■ EXCERPTED RECORDS ■
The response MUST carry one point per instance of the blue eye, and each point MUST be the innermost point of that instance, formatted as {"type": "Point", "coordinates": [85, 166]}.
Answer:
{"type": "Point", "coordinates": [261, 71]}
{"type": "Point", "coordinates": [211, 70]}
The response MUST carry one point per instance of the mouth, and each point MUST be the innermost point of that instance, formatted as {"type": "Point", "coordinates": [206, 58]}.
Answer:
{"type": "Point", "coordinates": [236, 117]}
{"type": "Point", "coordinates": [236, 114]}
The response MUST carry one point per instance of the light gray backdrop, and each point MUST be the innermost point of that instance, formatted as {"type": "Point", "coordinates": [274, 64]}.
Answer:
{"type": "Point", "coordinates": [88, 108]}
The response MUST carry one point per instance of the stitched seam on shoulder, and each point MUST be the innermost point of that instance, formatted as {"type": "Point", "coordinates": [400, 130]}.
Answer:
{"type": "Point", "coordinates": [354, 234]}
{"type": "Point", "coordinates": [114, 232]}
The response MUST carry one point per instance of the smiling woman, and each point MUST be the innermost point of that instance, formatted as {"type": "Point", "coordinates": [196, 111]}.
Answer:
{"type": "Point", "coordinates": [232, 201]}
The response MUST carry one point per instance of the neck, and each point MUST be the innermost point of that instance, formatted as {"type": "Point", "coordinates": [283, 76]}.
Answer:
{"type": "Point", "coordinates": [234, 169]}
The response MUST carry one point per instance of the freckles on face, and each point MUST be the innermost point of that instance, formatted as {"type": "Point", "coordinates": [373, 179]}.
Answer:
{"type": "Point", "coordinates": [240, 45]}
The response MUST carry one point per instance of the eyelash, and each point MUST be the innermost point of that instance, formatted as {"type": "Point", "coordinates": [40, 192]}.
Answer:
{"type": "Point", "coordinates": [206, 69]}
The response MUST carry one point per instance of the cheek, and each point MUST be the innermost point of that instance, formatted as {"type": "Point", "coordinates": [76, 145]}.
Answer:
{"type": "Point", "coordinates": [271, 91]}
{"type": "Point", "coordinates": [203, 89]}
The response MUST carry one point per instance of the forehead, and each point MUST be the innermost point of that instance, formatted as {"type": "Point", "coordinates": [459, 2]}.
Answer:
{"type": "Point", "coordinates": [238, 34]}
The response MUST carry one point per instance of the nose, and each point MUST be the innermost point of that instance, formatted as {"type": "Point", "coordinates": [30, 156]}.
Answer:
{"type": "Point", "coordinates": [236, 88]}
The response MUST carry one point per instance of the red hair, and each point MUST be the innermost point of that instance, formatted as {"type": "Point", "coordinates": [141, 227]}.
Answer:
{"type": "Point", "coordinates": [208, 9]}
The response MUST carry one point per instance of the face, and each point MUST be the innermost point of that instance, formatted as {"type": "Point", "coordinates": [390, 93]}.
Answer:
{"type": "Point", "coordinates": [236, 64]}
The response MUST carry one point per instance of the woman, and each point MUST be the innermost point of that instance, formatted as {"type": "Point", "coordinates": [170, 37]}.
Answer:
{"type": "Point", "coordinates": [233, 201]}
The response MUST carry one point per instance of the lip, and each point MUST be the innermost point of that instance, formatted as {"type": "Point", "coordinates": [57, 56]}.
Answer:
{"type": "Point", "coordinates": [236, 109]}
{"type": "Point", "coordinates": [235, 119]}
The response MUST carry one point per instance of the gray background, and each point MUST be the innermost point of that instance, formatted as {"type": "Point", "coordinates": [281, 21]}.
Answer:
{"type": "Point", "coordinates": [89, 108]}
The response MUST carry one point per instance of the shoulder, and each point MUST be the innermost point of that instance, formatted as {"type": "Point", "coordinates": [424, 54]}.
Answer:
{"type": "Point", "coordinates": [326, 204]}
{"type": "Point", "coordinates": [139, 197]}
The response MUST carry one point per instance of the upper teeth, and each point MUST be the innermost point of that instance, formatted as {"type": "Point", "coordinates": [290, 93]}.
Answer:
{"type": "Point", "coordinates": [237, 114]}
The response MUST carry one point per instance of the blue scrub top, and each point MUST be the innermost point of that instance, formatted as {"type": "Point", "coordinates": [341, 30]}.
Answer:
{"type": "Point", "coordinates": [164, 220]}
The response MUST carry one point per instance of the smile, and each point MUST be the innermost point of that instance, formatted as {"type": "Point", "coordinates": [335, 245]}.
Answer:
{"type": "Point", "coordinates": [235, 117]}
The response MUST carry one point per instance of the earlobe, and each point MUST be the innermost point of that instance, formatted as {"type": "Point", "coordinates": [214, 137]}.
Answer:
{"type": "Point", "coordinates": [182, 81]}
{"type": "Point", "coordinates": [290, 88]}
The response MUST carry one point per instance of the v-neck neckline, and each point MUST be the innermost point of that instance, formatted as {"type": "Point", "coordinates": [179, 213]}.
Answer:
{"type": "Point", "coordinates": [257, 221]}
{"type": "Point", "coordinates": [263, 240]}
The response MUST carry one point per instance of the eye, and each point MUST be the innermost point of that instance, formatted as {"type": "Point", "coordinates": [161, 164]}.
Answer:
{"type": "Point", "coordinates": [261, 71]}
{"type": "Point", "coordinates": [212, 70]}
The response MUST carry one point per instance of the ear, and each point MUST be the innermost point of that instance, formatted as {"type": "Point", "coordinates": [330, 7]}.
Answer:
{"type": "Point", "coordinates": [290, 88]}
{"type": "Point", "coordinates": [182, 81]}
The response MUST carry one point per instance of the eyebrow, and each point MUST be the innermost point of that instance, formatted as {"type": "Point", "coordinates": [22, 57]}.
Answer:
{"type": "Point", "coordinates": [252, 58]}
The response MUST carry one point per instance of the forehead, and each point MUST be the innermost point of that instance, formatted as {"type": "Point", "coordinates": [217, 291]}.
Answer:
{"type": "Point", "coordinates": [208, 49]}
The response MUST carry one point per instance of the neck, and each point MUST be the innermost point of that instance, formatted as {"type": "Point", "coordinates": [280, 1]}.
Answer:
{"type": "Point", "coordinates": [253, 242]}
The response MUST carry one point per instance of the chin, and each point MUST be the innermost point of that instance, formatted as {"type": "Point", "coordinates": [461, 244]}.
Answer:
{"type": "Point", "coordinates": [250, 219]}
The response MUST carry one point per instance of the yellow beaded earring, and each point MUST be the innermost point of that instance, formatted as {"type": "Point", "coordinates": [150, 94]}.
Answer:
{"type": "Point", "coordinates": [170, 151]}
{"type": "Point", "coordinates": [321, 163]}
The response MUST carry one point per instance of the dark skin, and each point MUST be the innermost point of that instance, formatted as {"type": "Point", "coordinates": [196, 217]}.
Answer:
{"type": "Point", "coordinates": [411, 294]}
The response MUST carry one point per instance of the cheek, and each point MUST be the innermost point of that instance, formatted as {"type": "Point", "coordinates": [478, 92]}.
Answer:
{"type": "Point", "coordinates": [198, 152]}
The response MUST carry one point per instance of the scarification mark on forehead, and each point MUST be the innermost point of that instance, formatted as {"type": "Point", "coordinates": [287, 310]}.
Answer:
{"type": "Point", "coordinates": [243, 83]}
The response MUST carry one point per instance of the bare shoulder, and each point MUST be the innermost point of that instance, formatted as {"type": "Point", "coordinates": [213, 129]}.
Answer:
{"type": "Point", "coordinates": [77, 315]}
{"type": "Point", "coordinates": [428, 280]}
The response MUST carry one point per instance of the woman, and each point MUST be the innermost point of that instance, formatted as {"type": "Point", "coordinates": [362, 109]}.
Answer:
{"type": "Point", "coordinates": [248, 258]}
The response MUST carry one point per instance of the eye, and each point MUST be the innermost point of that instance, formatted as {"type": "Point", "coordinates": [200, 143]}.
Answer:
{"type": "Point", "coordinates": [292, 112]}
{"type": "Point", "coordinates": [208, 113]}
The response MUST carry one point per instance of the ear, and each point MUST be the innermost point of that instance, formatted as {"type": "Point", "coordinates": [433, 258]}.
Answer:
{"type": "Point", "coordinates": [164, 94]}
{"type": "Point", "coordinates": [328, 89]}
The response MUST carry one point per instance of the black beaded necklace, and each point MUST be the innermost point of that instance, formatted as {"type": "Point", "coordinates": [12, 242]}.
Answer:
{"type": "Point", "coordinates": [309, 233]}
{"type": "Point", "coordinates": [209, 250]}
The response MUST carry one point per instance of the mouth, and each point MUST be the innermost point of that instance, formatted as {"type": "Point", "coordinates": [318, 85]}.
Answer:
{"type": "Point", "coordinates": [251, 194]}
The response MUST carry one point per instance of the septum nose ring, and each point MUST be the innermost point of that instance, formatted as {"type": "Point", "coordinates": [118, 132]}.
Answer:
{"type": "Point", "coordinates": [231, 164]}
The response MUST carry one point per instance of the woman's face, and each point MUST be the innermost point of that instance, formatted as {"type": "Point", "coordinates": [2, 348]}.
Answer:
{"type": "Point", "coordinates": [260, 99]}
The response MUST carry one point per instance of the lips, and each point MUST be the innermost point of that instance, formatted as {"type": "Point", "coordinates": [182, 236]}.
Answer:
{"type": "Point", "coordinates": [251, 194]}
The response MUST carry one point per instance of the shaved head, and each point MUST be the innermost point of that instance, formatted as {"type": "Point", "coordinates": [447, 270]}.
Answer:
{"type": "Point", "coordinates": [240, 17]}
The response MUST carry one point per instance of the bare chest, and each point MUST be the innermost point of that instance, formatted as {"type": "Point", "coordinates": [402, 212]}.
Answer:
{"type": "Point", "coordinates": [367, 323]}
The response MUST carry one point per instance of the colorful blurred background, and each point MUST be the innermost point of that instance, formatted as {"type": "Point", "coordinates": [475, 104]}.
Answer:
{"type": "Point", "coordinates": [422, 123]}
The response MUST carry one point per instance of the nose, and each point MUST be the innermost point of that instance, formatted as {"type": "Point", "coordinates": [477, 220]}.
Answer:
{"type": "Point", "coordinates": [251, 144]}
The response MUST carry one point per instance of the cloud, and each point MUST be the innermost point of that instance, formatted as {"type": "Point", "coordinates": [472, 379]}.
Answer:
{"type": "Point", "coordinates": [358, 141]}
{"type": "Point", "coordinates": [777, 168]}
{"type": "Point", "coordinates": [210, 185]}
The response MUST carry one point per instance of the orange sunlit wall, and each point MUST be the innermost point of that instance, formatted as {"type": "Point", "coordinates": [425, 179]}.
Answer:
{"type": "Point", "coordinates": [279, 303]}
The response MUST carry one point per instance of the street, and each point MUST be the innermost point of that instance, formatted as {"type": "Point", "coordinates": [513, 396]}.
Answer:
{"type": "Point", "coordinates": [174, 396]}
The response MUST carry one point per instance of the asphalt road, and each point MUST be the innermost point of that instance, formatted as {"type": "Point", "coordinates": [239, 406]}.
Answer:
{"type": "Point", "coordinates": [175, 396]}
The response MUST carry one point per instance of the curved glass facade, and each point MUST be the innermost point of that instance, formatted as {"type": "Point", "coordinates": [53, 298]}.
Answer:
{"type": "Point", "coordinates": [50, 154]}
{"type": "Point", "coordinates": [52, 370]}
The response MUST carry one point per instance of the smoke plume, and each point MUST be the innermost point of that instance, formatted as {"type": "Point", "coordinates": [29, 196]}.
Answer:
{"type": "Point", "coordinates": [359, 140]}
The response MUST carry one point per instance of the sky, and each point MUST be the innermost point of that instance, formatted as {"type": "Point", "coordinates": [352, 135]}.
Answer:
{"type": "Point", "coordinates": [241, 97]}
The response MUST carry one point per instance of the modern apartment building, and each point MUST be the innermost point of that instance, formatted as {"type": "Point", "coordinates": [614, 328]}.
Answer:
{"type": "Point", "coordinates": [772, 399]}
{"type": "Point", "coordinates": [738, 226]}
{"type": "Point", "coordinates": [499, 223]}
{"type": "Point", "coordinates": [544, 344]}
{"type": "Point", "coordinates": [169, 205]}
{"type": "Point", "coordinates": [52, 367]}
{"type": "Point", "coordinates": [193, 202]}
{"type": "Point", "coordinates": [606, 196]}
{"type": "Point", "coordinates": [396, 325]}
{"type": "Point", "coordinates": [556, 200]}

■ ACTIVITY ■
Give an exact copy of the lines above from the line with "the face, and" up to and including the line with "The response MUST carry one point per instance of the gray", and leave everything else out.

■ EXERCISE OUTPUT ■
The response MUST carry one point per instance of the face, and each point MUST be the innermost point of that instance, formatted as {"type": "Point", "coordinates": [390, 93]}.
Answer:
{"type": "Point", "coordinates": [236, 64]}
The response MUST carry one point per instance of the woman, and each point MUST be the innermost point of that instance, formatted as {"type": "Point", "coordinates": [170, 37]}.
Answer:
{"type": "Point", "coordinates": [233, 201]}
The response MUST carry one point per instance of the lip, and each point MUST be the innermost point of that instance, formatted as {"type": "Point", "coordinates": [57, 56]}.
Answer:
{"type": "Point", "coordinates": [236, 109]}
{"type": "Point", "coordinates": [235, 119]}
The response MUST carry one point per instance of the gray background, and each point MUST be the innermost point of that instance, formatted as {"type": "Point", "coordinates": [281, 21]}.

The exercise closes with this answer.